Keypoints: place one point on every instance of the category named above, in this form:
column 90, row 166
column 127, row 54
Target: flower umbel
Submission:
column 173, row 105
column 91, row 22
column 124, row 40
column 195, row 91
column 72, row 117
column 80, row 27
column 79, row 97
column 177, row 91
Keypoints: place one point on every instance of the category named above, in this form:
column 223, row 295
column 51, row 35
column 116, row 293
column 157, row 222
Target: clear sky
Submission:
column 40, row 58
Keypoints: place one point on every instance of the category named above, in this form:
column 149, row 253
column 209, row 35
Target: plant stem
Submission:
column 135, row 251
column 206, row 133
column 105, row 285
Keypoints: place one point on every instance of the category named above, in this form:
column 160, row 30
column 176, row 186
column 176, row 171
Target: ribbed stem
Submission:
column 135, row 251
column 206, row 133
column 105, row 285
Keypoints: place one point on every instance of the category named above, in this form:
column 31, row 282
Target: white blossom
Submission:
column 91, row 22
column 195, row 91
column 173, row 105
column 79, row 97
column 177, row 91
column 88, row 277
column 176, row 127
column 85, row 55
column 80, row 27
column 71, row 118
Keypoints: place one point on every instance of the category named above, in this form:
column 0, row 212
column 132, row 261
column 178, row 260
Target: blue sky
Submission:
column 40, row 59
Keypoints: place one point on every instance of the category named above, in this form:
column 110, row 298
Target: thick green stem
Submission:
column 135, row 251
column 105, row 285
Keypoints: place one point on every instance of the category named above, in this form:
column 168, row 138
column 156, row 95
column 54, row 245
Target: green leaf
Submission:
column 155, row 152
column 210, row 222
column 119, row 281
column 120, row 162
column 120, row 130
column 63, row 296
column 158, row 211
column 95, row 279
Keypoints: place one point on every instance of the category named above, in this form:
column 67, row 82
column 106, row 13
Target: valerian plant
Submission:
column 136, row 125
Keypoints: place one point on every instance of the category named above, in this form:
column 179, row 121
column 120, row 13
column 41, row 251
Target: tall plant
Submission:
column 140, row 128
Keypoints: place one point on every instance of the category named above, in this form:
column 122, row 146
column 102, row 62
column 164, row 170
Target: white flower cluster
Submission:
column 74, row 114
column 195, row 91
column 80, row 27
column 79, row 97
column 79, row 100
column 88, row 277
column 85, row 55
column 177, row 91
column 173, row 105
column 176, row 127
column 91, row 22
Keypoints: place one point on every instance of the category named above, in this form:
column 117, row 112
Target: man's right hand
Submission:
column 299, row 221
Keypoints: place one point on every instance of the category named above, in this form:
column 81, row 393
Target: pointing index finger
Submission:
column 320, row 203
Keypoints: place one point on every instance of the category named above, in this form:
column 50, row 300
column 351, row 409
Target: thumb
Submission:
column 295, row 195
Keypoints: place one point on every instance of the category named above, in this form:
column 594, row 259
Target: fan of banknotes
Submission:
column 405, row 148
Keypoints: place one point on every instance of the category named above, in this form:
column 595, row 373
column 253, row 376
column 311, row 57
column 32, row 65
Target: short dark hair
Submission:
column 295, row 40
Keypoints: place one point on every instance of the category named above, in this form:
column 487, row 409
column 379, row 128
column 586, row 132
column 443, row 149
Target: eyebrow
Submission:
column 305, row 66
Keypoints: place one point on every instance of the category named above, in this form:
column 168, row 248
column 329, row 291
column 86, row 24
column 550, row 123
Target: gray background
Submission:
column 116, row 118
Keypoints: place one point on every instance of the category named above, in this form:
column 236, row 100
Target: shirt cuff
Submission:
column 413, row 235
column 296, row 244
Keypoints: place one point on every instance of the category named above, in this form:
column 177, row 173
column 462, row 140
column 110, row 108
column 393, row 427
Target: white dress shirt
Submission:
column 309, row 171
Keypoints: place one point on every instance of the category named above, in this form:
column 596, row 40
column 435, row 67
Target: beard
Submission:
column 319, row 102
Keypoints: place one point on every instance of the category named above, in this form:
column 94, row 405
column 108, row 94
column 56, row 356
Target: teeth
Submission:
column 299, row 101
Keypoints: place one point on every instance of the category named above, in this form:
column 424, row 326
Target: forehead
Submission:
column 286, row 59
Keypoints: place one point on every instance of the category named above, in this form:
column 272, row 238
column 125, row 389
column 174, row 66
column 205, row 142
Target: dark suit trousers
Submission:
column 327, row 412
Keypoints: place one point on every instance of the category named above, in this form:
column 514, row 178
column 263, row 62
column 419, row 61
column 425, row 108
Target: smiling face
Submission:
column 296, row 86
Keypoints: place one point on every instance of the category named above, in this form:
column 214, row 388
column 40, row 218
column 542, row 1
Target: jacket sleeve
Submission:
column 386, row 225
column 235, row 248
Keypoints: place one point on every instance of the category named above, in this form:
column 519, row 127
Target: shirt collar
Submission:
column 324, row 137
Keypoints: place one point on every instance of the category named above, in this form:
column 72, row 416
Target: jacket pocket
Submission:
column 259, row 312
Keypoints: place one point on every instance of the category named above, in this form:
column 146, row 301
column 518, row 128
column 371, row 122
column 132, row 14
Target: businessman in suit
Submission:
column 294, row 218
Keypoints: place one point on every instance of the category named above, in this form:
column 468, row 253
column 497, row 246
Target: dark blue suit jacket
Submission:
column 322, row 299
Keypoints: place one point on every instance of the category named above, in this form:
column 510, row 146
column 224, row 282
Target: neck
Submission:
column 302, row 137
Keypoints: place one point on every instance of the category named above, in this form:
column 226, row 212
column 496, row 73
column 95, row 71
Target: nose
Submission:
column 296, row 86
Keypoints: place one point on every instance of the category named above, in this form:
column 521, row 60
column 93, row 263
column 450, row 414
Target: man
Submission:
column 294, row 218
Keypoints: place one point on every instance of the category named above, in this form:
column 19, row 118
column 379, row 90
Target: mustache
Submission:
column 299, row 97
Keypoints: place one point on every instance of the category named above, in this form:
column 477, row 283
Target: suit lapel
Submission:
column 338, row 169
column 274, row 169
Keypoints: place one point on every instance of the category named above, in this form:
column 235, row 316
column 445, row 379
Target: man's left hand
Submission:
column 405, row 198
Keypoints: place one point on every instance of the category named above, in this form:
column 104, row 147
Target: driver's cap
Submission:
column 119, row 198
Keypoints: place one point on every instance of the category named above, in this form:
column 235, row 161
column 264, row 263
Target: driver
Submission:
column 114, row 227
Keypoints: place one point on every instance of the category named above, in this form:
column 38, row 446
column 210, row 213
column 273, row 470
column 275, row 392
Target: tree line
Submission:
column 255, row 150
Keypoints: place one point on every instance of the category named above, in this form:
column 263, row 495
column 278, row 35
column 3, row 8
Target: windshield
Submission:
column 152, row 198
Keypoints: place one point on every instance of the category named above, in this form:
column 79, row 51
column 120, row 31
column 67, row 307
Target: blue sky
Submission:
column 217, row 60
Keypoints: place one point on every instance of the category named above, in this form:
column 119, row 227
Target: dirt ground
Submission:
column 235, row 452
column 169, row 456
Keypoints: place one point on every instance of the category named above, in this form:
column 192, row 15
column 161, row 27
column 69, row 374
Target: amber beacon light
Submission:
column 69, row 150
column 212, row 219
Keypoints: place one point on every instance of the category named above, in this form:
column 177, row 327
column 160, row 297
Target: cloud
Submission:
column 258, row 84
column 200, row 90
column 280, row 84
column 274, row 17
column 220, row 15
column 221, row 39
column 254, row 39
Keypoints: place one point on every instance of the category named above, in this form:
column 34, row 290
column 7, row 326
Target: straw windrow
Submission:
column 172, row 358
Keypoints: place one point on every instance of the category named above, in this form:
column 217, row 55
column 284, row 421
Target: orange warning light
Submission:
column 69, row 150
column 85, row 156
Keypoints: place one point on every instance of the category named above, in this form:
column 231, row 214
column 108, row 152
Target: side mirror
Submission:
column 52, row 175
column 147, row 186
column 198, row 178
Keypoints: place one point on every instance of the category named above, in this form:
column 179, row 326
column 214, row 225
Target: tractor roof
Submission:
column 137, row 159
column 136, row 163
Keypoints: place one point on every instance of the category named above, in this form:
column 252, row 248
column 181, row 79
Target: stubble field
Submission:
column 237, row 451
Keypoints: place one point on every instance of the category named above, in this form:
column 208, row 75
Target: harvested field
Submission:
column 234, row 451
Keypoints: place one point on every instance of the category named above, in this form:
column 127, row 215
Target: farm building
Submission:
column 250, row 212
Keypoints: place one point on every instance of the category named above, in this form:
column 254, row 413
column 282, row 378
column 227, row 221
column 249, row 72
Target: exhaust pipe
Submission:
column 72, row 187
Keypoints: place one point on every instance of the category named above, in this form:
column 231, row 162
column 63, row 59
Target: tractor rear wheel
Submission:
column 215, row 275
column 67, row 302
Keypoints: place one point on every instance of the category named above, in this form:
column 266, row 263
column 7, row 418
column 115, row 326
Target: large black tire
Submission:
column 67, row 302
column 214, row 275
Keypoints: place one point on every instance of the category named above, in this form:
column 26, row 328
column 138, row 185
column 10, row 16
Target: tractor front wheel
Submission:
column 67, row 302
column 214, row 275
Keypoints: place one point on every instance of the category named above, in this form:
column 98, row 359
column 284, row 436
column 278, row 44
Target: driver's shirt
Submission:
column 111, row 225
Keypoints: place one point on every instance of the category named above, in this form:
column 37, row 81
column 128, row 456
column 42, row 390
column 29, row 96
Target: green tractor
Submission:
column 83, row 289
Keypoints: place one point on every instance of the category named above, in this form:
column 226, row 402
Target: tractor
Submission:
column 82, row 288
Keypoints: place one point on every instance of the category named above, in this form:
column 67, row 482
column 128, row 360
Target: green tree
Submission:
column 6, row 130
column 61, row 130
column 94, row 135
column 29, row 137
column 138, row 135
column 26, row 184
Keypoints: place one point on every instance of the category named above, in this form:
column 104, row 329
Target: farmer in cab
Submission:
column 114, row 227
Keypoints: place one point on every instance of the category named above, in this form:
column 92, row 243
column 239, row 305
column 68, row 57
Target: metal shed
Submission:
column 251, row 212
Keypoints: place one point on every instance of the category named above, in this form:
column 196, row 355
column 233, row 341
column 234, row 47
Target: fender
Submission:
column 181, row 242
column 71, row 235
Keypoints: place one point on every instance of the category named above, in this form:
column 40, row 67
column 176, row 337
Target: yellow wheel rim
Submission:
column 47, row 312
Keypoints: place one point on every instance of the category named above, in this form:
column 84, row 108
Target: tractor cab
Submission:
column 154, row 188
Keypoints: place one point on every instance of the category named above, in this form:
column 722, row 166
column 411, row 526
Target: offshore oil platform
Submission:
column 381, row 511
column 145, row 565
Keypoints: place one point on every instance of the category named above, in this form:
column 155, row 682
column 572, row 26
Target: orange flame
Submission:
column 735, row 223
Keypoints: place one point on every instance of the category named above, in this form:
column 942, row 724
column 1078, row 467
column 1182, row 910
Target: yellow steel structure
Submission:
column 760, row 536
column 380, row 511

^^^^

EXERCISE DIRECTIONS: Gather each line of the records that contains the string "driver" and copy it in full.

EXERCISE ANSWER:
Target: driver's cap
Target: driver
Target: driver's shirt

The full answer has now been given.